(Detection examples)
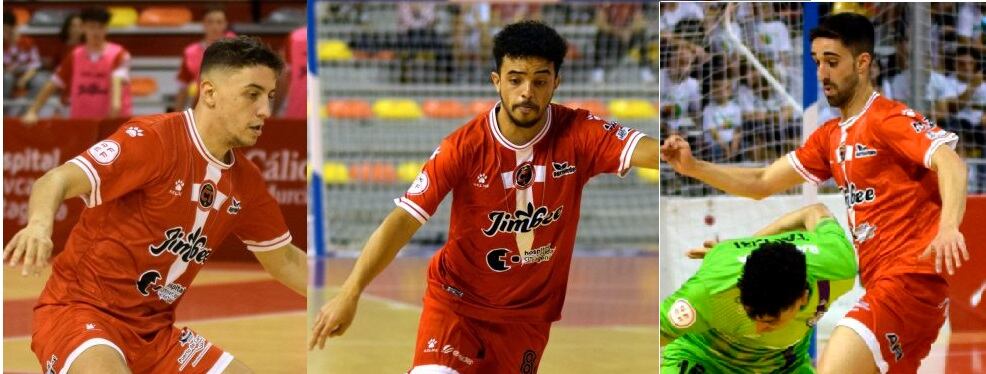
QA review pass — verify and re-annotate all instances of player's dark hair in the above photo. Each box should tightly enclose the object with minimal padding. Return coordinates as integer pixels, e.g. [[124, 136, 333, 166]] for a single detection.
[[79, 7, 110, 25], [201, 35, 284, 76], [493, 20, 568, 75], [3, 9, 17, 27], [736, 242, 808, 319], [809, 13, 875, 57]]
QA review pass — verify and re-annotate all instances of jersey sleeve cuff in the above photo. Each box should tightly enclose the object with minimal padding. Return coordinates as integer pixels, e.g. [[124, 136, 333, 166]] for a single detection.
[[243, 231, 291, 252], [68, 156, 103, 208], [394, 196, 431, 225], [616, 130, 647, 178], [787, 151, 822, 185], [924, 130, 959, 169]]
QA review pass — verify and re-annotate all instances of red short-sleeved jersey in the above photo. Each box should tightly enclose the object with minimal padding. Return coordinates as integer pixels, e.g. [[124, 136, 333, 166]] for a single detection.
[[395, 104, 644, 322], [38, 110, 291, 335], [788, 93, 958, 284]]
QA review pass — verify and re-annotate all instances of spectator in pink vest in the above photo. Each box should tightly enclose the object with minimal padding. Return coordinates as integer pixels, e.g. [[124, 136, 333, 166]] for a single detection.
[[281, 26, 308, 119], [22, 8, 132, 124], [170, 8, 236, 111]]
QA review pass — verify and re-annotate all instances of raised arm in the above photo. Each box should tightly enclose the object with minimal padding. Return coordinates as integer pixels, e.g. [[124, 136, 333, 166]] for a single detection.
[[308, 208, 421, 349], [661, 135, 804, 200], [3, 164, 92, 276]]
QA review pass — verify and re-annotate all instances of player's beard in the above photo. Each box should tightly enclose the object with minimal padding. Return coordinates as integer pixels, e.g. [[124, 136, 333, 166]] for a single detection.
[[500, 95, 544, 129], [822, 74, 859, 108]]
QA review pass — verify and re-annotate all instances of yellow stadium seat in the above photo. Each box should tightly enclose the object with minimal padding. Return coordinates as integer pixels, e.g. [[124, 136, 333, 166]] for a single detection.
[[397, 161, 424, 183], [322, 161, 349, 184], [373, 99, 422, 120], [318, 39, 353, 61], [107, 6, 137, 28], [634, 168, 661, 184], [609, 99, 657, 120]]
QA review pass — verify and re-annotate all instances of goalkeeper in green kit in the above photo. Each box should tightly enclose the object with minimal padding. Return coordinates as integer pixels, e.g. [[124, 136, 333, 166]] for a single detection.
[[661, 204, 857, 374]]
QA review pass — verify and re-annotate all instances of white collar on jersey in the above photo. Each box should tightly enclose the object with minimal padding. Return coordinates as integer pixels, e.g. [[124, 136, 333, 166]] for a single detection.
[[487, 101, 551, 151], [839, 91, 880, 128], [182, 108, 236, 170]]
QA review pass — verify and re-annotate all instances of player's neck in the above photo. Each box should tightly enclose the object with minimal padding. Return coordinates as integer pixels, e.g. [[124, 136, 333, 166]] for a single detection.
[[839, 82, 873, 119], [192, 107, 233, 163], [496, 107, 551, 145]]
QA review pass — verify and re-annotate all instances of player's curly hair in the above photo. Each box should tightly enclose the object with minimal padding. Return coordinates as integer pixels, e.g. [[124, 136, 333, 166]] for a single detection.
[[493, 20, 568, 75], [736, 242, 808, 319], [201, 35, 284, 76]]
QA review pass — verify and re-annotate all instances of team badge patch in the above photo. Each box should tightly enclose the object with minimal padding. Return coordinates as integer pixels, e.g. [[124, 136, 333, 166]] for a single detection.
[[199, 182, 216, 209], [89, 140, 120, 165], [514, 162, 534, 190], [668, 299, 696, 329]]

◆ **Task description**: Copy every line of the records above word for word, leaving out the pictures.

◆ **Complete output**:
QA review pass — verify and re-annotate all instances of player's dark hair in the above photo. Each box should tightly enclose the object with minimal padding. Return coordinates as integer pixels, e.g. [[124, 136, 333, 166]] for a single detection.
[[79, 7, 110, 25], [201, 35, 284, 76], [493, 20, 568, 75], [3, 9, 17, 27], [736, 242, 808, 319], [809, 13, 875, 57]]
QA review pass — verify and re-annotate all instances of jersey sleeve cuff in the above photo. Each box should tightly enclose the object with minimal padding. Return coordinates as integer pixels, e.g. [[124, 136, 333, 166]] for a single detection.
[[243, 231, 291, 252], [68, 156, 103, 208], [394, 196, 431, 225], [616, 130, 647, 178], [787, 151, 822, 185], [924, 130, 959, 169]]
QA review pass — verify and re-annotate all instances of red short-sleeved jersey in the above photo. Each box should tightly enclose the object with minimal padding. Return coordinates as integer pixels, e.g. [[124, 136, 333, 166]] for a single detection.
[[395, 104, 644, 322], [38, 110, 291, 335], [788, 93, 958, 284]]
QA review pass — verify and re-annotate all instances of spectator in pink vest in the above photo. Each box should tightly enclose the object with minimal padding. Return coordinates as integer pixels, e.g. [[124, 136, 333, 166]] for a single detection.
[[281, 26, 308, 119], [22, 8, 132, 124], [170, 8, 236, 111]]
QA review pass — verify and re-annotate all instances of raised arm in the above photo. Each box should tightly enclose the object with minimal padding. Return coordinates as integer pixels, e.g. [[124, 136, 333, 166]] for a single detection.
[[308, 208, 421, 349], [661, 135, 804, 200], [3, 164, 92, 276]]
QA review pass — verify and re-annotate all instances of player's beard in the above photo. Each box should tightly enclose the object with minimal padding. Return coordinates as integer pixels, e.g. [[124, 136, 333, 166]] for a single detection.
[[500, 95, 544, 129], [822, 74, 859, 108]]
QA review pass — verify and re-annotate all instances of yellow stadium seat in the above photo. Each box should tightly enclose the object with minimal padding. Return coordinates as integer pixels, e.g. [[124, 136, 333, 166]] for a single detection.
[[397, 161, 424, 183], [322, 161, 349, 184], [373, 99, 422, 120], [318, 39, 353, 61], [107, 6, 137, 28], [634, 168, 661, 184], [609, 99, 657, 120]]
QA review pass — verify and re-annotate all instances of goalkeeper in green kit in the above photo. Each box should tightly enclose the object with minimal padding. Return coordinates as integer pixels, e.g. [[124, 136, 333, 166]] for a single detection.
[[661, 204, 857, 374]]
QA review pass — verify and re-annotate all instances of white collar on jersey in the above photo. Each box should tightly enclose the object with minimal padding. Return coordinates as integer pixels, e.g. [[124, 136, 333, 166]] for a single detection.
[[487, 101, 551, 151], [839, 91, 880, 128], [182, 108, 236, 170]]
QA review pass — verify and re-annotate all instances of player's neck in the above photo. Each box should tightly enclose the object with minimal padding. Return coordinates as integer pixels, e.g. [[124, 136, 333, 166]] for a single detection.
[[839, 82, 873, 119], [192, 107, 233, 163], [496, 107, 551, 145]]
QA review pass — verify and re-annotate all instances of player's curly hair in the above photo. Each box should tightly enclose the object with minimal padding. Return coordinates as integer pixels, e.g. [[124, 136, 333, 166]] for a single detection.
[[493, 20, 568, 75], [736, 242, 808, 319], [201, 35, 284, 76]]
QA review pass — verify and re-annotate all instances of team badge patch in the above photo. Each box should tightly enclose the object with minimal padding. Return coordinates as integer pixels, e.g. [[124, 136, 333, 166]] for a single detection.
[[199, 182, 216, 209], [89, 140, 120, 165], [514, 162, 534, 190], [668, 299, 696, 329]]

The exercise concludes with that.